--- Start ENTRIES SHOWN ---

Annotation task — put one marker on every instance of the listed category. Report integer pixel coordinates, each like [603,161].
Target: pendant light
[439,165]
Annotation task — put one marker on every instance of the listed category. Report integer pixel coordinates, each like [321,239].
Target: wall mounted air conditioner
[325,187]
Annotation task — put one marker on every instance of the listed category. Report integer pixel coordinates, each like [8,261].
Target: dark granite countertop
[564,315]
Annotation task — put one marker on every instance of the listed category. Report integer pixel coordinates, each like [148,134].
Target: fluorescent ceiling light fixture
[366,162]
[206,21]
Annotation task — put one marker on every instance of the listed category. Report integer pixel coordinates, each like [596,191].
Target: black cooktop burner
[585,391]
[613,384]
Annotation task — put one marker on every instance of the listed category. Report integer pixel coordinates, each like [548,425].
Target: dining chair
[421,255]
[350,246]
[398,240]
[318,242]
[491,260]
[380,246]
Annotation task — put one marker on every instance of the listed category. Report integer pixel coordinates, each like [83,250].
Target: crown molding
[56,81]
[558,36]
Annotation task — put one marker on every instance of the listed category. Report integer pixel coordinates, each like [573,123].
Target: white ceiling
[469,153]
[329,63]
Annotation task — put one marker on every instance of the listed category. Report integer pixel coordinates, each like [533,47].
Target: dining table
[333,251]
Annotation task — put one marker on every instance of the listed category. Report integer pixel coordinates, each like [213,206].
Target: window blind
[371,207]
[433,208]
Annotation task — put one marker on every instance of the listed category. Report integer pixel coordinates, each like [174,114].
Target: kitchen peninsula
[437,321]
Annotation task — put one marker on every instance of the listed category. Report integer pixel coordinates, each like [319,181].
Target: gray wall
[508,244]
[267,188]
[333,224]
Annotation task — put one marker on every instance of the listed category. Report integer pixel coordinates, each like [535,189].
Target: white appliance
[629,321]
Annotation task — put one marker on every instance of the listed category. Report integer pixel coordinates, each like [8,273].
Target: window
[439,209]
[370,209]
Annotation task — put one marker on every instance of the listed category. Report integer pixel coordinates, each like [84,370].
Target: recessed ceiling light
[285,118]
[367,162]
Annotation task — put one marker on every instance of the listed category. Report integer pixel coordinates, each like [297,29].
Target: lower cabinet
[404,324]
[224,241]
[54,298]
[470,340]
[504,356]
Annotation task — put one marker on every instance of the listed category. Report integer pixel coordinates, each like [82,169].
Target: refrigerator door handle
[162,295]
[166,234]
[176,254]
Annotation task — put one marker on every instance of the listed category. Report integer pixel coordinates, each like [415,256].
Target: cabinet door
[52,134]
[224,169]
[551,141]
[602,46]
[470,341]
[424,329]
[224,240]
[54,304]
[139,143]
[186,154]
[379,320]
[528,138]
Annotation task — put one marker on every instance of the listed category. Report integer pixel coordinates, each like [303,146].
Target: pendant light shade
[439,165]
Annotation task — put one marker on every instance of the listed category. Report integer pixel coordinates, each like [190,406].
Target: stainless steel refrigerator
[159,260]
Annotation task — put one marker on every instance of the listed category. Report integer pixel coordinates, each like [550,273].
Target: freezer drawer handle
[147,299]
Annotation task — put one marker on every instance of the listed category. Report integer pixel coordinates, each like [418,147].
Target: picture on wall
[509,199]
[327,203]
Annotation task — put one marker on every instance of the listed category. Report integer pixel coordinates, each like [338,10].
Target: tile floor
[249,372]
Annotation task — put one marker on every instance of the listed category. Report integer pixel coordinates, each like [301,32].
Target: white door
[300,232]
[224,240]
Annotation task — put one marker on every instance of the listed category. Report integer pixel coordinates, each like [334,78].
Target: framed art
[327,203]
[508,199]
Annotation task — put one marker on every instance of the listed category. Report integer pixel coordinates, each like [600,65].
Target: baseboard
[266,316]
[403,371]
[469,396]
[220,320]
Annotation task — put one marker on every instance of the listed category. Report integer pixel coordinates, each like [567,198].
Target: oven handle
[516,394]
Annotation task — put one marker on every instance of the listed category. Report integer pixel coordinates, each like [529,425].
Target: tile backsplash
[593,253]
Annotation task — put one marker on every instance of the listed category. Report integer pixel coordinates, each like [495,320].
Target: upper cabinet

--- End ENTRIES SHOWN ---

Write the complete data out, exactly as above.

**EXERCISE ANSWER**
Annotation task — put one marker on every instance of the listed category. Report integer pixel coordinates, each like [603,161].
Target: pendant light
[439,165]
Annotation task — put one marker on every instance of the listed category. Report integer pixel coordinates, each like [321,239].
Target: wall mounted air conditioner
[325,187]
Annotation task — put one marker on every instance of the listed category. Report integer pixel coordinates, each like [8,261].
Target: dark granite countertop
[564,315]
Annotation task — put one marker on every instance of the listed category. Report integer pixel coordinates, each like [148,134].
Target: fluorescent ceiling light fixture
[366,162]
[206,21]
Annotation task — put one marker on every instance of the listed category. Report integer pixel coordinates, each like [596,191].
Target: black cooktop burner
[585,391]
[613,384]
Annotation task — put one marker on every instance of the listed category. Report integer pixel coordinates, each like [548,425].
Target: dining chair
[421,255]
[350,246]
[398,240]
[318,242]
[491,260]
[380,246]
Annotation task — put one marker on every instance of the listed category. Report integer pixel coordinates, each like [83,250].
Target: crown molding
[56,81]
[558,36]
Annotation task — put one marker on every instance of the listed category. Report integer pixel coordinates, each like [573,123].
Target: white ceiling
[469,153]
[329,63]
Annotation task — put one marker on every instance of the listed category. Report integer pixel coordinates, each like [533,47].
Target: dining table
[333,251]
Annotation task — put one marker on every instance of the listed category. Report integer pixel coordinates, each like [213,206].
Target: window blind
[371,207]
[433,208]
Annotation task — put one marker on every instance of the listed category. Report integer pixel coordinates, each like [174,114].
Target: kitchen peninsula
[437,321]
Annotation task — put one marker on every instance of the listed category. Report integer pixel coordinates, each like [319,181].
Target: gray wall
[508,244]
[267,188]
[333,224]
Annotation task — put one marker on every instance of the listed category. Report integer pixel coordinates, each like [535,189].
Target: white appliance
[629,321]
Annotation task — put one marker on every instance of the listed category. Report integer pixel coordinates, each like [8,273].
Target: window
[439,209]
[370,209]
Annotation task — put one marker on every instance of the listed category. Report integer pixel coordinates, each like [84,370].
Target: recessed ceiling light
[285,118]
[367,162]
Annotation task — put one marker on every instance of the listed category. Report integer pixel coordinates, each like [297,29].
Target: lower cabinet
[404,324]
[224,241]
[54,298]
[470,340]
[504,356]
Annotation task — put one marker on every instance of the listed category. Report integer pixel coordinates, each like [82,169].
Target: refrigerator door handle
[162,295]
[166,234]
[176,254]
Annotation task — put one marker on every instance of the listed category. Report integer pixel coordinates, each like [415,256].
Target: cabinet door
[52,134]
[224,169]
[551,141]
[602,46]
[470,341]
[424,329]
[224,240]
[54,304]
[139,143]
[186,154]
[379,320]
[528,138]
Annotation task — put one marker on every instance of the listed category. Report integer pixel coordinates, each like [303,146].
Target: pendant light shade
[439,165]
Annotation task — put one marker on every instance of the listed category. Report integer pixel coordinates, each like [190,406].
Target: stainless steel refrigerator
[159,260]
Annotation task — put one marker on every instance of the listed category. Report integer pixel coordinates, each like [550,273].
Target: freezer drawer handle
[147,299]
Annotation task — put one marker on every instance of the listed category. Report integer pixel coordinates, each like [418,147].
Target: picture on wall
[509,199]
[327,203]
Annotation task — put one marker on every instance of the listed category. Report integer pixel coordinates, each like [338,10].
Target: tile floor
[249,372]
Annotation task — put one marker on every instance of the listed category. Report integer pixel coordinates, each like [301,32].
Target: white door
[300,232]
[224,240]
Annotation task — put one marker on every instance of the listed category. Report integer pixel coordinates, each like [334,78].
Target: framed art
[327,203]
[508,199]
Annotation task — put one marker on every instance of the listed category. Report integer pixel coordinates, each like [600,65].
Target: baseboard
[266,316]
[403,371]
[469,396]
[220,320]
Annotation task — put one marker on every instance of the listed category. Report integer pixel coordinates, each like [567,198].
Target: oven handle
[516,394]
Annotation task — put one marker on every instance of the listed category. Report integer pixel coordinates, each like [529,425].
Target: tile backsplash
[593,253]
Annotation task — put one marker on every instance of the listed category. Report integer pixel coordinates, each like [495,320].
Target: upper cabinet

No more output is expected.